## Consigna
Reescribe como tabla de Markdown las líneas que van desde la primera de abajo hasta la que contiene "1, 198, 608, 218", ambas incluidas, con las columnas Fila (el número de fila) y Línea (el texto). Omite las líneas en blanco.

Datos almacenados
——————
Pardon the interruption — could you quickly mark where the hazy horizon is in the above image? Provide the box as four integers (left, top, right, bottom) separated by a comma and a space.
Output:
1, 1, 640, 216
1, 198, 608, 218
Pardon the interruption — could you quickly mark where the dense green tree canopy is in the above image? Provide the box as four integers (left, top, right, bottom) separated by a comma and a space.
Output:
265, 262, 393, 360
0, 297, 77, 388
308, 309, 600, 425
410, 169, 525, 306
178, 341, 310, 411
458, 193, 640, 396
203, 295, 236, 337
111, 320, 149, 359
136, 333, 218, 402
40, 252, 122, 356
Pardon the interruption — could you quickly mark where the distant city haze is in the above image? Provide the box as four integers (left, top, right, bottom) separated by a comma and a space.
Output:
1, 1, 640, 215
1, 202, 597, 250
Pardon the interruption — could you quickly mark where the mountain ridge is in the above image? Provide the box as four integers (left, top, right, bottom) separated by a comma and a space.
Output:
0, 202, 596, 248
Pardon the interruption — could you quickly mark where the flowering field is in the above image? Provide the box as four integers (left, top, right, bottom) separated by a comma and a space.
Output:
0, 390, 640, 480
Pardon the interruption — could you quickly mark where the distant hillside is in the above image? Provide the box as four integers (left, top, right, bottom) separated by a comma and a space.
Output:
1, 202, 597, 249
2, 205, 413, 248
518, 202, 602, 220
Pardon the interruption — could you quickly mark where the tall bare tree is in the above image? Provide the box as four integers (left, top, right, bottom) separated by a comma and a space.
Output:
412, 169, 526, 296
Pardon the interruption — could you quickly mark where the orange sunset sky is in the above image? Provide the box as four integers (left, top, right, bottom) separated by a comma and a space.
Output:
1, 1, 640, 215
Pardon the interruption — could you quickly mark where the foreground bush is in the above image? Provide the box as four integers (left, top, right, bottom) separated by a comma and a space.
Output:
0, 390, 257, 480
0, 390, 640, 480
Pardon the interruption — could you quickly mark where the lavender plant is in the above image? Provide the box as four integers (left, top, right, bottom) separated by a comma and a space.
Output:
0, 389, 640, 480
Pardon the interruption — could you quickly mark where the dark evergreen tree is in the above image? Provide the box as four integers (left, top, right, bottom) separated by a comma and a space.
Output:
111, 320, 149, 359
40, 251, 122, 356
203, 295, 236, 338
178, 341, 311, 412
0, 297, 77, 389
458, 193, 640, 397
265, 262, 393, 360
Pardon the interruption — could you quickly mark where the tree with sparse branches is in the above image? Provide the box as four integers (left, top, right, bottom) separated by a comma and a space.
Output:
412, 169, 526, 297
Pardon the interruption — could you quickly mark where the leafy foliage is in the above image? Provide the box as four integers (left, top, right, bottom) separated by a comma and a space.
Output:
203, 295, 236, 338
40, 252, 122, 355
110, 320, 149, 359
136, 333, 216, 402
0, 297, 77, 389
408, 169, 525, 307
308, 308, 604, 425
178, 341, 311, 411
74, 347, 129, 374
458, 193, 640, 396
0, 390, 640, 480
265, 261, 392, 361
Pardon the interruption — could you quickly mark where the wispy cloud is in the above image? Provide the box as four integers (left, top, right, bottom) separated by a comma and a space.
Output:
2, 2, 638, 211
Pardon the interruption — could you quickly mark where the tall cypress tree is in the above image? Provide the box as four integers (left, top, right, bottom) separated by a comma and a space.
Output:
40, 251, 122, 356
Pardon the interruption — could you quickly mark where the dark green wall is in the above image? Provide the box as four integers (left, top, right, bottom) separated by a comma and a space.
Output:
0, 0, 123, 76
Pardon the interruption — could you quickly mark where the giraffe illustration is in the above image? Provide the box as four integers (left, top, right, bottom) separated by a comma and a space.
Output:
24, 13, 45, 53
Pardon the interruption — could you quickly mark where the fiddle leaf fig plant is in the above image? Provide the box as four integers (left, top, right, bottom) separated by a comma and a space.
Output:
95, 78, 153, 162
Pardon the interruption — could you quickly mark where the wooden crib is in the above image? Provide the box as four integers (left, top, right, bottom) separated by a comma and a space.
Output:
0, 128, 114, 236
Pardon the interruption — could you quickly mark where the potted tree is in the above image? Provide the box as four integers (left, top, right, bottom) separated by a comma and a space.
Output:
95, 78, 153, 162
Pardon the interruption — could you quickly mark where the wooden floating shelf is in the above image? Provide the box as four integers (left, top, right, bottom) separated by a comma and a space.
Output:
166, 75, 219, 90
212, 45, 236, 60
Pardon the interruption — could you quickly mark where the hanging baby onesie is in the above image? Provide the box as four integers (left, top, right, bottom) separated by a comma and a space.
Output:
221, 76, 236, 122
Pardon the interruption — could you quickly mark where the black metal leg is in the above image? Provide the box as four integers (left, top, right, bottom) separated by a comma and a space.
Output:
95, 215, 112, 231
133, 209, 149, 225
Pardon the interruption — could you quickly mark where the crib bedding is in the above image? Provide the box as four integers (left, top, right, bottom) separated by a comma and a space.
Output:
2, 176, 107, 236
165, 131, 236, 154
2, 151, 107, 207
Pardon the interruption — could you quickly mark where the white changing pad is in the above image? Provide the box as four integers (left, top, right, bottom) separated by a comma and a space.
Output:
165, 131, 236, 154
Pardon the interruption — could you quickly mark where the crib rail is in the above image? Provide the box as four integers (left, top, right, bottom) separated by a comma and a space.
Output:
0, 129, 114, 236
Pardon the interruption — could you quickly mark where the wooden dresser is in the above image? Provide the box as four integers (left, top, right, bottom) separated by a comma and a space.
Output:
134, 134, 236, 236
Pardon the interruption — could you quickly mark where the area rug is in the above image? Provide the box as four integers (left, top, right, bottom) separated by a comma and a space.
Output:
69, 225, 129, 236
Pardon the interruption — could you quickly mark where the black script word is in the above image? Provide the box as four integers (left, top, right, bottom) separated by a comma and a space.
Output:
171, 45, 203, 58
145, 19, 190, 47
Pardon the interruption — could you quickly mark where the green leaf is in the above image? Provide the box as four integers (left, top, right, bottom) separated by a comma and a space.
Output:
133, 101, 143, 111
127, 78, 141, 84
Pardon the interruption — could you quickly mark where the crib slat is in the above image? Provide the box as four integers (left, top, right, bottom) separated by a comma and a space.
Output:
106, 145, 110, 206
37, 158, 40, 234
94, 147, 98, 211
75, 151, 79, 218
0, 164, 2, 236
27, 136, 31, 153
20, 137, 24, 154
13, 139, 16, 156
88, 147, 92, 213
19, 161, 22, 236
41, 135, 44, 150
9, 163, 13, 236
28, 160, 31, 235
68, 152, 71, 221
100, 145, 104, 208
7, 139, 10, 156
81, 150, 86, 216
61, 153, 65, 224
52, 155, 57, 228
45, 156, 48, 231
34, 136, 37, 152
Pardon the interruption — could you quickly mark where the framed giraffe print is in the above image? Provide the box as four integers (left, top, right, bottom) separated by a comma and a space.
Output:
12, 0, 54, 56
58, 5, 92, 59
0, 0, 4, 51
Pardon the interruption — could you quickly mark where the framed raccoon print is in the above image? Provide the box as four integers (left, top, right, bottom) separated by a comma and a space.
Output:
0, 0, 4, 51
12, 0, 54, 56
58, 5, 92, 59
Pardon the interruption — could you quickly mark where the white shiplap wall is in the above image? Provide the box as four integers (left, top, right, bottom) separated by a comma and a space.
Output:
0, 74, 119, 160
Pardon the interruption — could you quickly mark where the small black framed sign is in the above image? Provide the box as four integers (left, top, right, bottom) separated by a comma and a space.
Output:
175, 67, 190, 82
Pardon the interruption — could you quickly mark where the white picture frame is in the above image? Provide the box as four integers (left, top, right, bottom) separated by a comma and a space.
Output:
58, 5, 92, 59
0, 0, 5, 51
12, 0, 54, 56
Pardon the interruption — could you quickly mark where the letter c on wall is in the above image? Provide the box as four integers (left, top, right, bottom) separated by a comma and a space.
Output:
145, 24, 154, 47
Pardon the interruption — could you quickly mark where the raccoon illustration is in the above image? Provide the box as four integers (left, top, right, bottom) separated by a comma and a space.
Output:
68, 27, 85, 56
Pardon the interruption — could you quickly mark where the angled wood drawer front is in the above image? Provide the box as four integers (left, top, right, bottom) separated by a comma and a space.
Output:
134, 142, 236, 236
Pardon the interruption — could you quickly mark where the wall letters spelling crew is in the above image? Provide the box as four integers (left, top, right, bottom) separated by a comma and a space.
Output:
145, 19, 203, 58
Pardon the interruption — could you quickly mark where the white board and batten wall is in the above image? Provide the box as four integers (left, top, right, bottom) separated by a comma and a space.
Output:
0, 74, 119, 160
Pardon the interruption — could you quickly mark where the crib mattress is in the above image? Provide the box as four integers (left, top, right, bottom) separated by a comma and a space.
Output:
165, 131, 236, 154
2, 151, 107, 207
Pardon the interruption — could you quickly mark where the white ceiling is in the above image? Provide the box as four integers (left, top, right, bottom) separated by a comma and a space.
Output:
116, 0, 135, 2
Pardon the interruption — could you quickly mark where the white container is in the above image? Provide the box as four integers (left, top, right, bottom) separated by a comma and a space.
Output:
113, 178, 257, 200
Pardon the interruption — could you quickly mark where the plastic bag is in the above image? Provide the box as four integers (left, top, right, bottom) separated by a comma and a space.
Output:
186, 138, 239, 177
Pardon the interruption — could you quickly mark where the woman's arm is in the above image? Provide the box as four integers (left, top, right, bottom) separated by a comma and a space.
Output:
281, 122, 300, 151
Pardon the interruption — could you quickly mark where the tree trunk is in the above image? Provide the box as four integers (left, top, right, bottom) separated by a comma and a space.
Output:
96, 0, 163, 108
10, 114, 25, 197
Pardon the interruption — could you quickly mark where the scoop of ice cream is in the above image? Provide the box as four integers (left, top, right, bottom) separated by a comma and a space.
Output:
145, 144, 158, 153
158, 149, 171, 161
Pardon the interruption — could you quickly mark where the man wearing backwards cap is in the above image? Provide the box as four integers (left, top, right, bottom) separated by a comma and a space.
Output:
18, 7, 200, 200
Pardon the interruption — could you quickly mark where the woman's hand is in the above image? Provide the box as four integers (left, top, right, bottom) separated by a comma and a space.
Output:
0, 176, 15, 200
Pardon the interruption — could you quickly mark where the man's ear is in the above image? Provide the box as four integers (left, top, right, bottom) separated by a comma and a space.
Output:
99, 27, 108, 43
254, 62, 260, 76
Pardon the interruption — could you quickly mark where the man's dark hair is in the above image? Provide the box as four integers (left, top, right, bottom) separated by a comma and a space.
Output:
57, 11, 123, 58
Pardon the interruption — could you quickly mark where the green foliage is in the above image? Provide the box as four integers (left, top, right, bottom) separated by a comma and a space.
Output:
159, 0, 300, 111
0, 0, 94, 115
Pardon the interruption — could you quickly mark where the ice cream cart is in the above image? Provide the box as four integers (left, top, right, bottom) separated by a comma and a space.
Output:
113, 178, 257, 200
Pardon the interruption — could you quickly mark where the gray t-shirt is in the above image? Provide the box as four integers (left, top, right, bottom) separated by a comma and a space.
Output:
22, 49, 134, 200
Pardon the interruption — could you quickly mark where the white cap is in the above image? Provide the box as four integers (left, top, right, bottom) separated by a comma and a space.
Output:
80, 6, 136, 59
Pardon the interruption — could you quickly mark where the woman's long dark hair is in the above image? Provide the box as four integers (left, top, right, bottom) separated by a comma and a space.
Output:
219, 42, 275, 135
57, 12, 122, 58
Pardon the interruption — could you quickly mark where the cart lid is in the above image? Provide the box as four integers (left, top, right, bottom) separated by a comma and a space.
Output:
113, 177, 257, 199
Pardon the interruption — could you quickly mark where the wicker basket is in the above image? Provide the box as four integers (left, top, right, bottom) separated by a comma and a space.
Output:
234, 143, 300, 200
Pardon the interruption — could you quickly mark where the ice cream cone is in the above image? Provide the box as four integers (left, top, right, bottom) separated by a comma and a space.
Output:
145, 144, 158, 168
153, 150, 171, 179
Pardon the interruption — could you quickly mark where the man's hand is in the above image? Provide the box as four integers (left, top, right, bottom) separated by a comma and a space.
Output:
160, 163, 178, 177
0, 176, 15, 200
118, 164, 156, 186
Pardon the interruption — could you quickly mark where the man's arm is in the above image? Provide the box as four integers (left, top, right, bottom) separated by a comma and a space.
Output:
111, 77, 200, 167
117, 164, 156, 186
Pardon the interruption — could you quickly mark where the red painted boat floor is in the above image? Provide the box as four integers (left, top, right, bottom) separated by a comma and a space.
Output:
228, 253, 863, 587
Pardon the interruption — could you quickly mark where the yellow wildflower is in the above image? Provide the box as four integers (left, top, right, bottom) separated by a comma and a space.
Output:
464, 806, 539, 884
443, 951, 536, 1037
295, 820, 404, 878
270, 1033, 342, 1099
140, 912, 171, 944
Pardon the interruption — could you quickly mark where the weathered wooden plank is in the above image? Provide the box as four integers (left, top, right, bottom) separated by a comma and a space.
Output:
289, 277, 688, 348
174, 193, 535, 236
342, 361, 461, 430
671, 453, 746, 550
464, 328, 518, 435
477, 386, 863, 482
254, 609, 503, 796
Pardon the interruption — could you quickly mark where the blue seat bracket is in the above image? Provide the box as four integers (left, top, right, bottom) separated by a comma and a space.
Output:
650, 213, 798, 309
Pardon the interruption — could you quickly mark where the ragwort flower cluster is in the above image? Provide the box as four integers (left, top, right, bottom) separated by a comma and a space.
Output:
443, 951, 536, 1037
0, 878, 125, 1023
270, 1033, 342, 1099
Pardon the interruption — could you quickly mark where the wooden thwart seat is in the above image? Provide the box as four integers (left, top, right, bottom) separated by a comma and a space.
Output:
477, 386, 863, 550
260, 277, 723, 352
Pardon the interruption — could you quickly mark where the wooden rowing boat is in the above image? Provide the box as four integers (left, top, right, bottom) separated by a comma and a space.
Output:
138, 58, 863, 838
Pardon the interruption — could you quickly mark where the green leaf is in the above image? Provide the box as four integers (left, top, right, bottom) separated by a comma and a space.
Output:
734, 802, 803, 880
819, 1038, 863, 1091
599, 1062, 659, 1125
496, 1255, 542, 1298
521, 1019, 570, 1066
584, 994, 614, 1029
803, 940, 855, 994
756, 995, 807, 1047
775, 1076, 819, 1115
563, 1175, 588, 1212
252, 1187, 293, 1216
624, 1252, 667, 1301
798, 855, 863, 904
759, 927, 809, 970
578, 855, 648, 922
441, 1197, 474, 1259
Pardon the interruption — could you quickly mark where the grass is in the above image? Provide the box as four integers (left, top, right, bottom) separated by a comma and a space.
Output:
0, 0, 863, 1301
——————
## Respuesta correcta
| Fila | Línea |
|---|---|
| 1 | Pardon the interruption — could you quickly mark where the hazy horizon is in the above image? Provide the box as four integers (left, top, right, bottom) separated by a comma and a space. |
| 2 | Output: |
| 3 | 1, 1, 640, 216 |
| 4 | 1, 198, 608, 218 |